(Partes do exercício):
[1] Reproduza integralmente o texto sobre as fontes arqueológicas do sacrifício humano em Cartago.
[2] Nas entradas, substitua "muddy bank" por "wet shoreline" nas linhas que vão da que contém "Where can the bridge deck" até o fim das entradas, inclusive. Apresente apenas essas linhas, com todo o resto inalterado.

(Fonte):
"""
2.1 Fontes Arqueológicas

A arqueologia do sacrifício de humanos relativa às culturas do Levante se

restringe quase exclusivamente às evidências púnicas. O caso mais citado é o tophet da

principal colônia fenícia, Cartago (fundada ca. 814-813 BCE). Não tivemos acesso,

porém, a nenhum relato direto sobre a escavação desta cidade. Vejamos um resumo

que se encontra em obras de referência:

“O ‘precinct’ de Cartago era uma área em ar-aberto cercada por um muro. O

tamanho era, de acordo com o escavador, L. E. Stager, no mínimo 5.000-

6.000 metros quadrados durante o quarto e terceiro séculos. O número de

urnas estimadas para o quarto e terceiro séculos foi previsto em cerca de

20.000. Ambos o tamanho do sítio e o número de urnas indicam que o uso do

sítio não foi esporádico. Stager demonstra com base em urnas escavadas que a

porcentagem de enterros de crianças não diminuíu com o tempo, antes, eles

aumentaram”. 23

Sobre este sítio, foi concluído que “o sítio Tanit de Cartago provou, quando

repetidamente escavado a partir do tempo de sua descoberta em 1922 e especialmente

em 1975-1978, que o rito persistia lá desde o século oitavo até o assalto final da cidade

pelos romanos em 146 BCE”.24

Vejamos alguns relatos de “primeira mão” que tivemos acesso.
"""
(Entradas fornecidas):
"""
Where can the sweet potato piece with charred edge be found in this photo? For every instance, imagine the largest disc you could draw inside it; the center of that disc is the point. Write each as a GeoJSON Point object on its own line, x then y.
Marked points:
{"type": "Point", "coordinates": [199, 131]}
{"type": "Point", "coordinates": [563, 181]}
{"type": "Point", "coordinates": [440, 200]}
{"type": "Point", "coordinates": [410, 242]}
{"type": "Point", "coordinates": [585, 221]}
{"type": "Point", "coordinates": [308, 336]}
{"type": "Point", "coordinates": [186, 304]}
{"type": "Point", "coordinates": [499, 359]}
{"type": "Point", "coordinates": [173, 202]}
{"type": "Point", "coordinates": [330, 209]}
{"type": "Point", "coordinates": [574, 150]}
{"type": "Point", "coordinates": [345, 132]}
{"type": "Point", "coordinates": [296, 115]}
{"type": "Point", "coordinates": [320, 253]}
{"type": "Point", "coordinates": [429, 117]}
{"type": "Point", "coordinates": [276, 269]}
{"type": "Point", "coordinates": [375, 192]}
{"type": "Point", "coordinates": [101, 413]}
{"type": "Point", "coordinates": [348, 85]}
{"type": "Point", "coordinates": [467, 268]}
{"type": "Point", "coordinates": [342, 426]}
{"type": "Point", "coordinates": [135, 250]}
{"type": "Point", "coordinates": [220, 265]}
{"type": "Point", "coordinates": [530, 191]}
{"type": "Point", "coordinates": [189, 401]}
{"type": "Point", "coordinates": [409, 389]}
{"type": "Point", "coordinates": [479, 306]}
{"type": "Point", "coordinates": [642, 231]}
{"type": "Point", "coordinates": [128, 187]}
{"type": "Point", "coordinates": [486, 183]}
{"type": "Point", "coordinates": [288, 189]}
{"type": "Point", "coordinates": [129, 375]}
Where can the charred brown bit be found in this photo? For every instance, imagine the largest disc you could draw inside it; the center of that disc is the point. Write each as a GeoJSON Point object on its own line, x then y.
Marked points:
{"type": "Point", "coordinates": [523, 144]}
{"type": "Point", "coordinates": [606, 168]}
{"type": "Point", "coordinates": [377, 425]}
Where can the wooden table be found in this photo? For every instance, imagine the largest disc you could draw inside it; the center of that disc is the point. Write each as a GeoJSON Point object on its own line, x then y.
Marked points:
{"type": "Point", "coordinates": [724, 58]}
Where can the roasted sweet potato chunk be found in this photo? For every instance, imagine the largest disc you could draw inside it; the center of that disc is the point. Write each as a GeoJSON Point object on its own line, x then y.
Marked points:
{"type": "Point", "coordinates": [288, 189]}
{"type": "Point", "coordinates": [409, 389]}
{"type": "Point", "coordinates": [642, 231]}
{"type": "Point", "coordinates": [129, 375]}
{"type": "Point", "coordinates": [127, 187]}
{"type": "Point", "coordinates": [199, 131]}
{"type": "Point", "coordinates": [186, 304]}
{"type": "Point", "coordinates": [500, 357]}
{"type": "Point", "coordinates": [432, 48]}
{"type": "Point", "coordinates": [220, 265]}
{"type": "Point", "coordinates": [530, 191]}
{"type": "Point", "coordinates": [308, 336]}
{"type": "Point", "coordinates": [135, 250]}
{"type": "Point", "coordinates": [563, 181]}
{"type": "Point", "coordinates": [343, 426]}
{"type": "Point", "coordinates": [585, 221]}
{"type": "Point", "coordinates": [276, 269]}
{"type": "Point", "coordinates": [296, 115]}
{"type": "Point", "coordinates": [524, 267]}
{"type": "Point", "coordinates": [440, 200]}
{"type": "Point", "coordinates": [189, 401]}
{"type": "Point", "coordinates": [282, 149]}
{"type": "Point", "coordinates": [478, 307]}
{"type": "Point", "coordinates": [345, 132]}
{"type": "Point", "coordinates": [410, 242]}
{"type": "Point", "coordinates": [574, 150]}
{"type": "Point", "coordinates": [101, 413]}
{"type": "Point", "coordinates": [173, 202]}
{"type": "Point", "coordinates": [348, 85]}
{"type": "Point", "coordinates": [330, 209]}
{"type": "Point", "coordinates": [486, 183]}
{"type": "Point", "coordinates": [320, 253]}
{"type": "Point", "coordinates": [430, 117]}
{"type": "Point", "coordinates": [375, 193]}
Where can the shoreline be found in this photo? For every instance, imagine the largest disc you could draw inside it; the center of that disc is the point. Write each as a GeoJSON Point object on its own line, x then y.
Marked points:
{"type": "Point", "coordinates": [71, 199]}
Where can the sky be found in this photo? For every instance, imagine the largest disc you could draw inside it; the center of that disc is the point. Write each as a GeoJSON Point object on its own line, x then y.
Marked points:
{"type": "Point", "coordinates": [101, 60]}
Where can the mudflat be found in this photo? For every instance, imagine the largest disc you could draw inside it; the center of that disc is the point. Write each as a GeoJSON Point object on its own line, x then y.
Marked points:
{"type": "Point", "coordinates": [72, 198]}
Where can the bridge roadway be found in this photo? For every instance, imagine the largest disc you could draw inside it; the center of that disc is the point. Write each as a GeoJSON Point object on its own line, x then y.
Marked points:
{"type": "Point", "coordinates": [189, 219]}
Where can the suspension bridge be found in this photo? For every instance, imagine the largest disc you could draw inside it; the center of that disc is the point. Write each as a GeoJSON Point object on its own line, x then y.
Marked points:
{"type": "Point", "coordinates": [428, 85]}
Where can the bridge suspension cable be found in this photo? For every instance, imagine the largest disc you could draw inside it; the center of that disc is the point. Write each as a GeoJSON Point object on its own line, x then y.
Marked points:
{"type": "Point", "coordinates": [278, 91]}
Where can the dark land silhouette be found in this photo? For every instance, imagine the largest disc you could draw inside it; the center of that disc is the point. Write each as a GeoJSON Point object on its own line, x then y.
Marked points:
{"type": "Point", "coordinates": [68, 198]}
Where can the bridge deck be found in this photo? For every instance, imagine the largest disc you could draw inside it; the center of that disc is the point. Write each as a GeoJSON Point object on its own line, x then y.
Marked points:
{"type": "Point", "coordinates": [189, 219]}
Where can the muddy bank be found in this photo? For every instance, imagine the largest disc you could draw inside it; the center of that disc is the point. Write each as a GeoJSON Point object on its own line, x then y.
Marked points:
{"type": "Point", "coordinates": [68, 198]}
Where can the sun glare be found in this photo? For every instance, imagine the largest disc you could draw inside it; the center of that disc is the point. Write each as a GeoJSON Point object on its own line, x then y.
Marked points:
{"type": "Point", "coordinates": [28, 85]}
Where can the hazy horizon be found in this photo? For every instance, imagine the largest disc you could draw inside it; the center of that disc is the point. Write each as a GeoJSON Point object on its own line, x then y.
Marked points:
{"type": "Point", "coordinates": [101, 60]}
"""
(Respostas em ordem):
[1]
2.1 Fontes Arqueológicas

A arqueologia do sacrifício de humanos relativa às culturas do Levante se

restringe quase exclusivamente às evidências púnicas. O caso mais citado é o tophet da

principal colônia fenícia, Cartago (fundada ca. 814-813 BCE). Não tivemos acesso,

porém, a nenhum relato direto sobre a escavação desta cidade. Vejamos um resumo

que se encontra em obras de referência:

“O ‘precinct’ de Cartago era uma área em ar-aberto cercada por um muro. O

tamanho era, de acordo com o escavador, L. E. Stager, no mínimo 5.000-

6.000 metros quadrados durante o quarto e terceiro séculos. O número de

urnas estimadas para o quarto e terceiro séculos foi previsto em cerca de

20.000. Ambos o tamanho do sítio e o número de urnas indicam que o uso do

sítio não foi esporádico. Stager demonstra com base em urnas escavadas que a

porcentagem de enterros de crianças não diminuíu com o tempo, antes, eles

aumentaram”. 23

Sobre este sítio, foi concluído que “o sítio Tanit de Cartago provou, quando

repetidamente escavado a partir do tempo de sua descoberta em 1922 e especialmente

em 1975-1978, que o rito persistia lá desde o século oitavo até o assalto final da cidade

pelos romanos em 146 BCE”.24

Vejamos alguns relatos de “primeira mão” que tivemos acesso.

[2]
Where can the bridge deck be found in this photo? For every instance, imagine the largest disc you could draw inside it; the center of that disc is the point. Write each as a GeoJSON Point object on its own line, x then y.
Marked points:
{"type": "Point", "coordinates": [189, 219]}
Where can the wet shoreline be found in this photo? For every instance, imagine the largest disc you could draw inside it; the center of that disc is the point. Write each as a GeoJSON Point object on its own line, x then y.
Marked points:
{"type": "Point", "coordinates": [68, 198]}
Where can the sun glare be found in this photo? For every instance, imagine the largest disc you could draw inside it; the center of that disc is the point. Write each as a GeoJSON Point object on its own line, x then y.
Marked points:
{"type": "Point", "coordinates": [28, 85]}
Where can the hazy horizon be found in this photo? For every instance, imagine the largest disc you could draw inside it; the center of that disc is the point. Write each as a GeoJSON Point object on its own line, x then y.
Marked points:
{"type": "Point", "coordinates": [101, 60]}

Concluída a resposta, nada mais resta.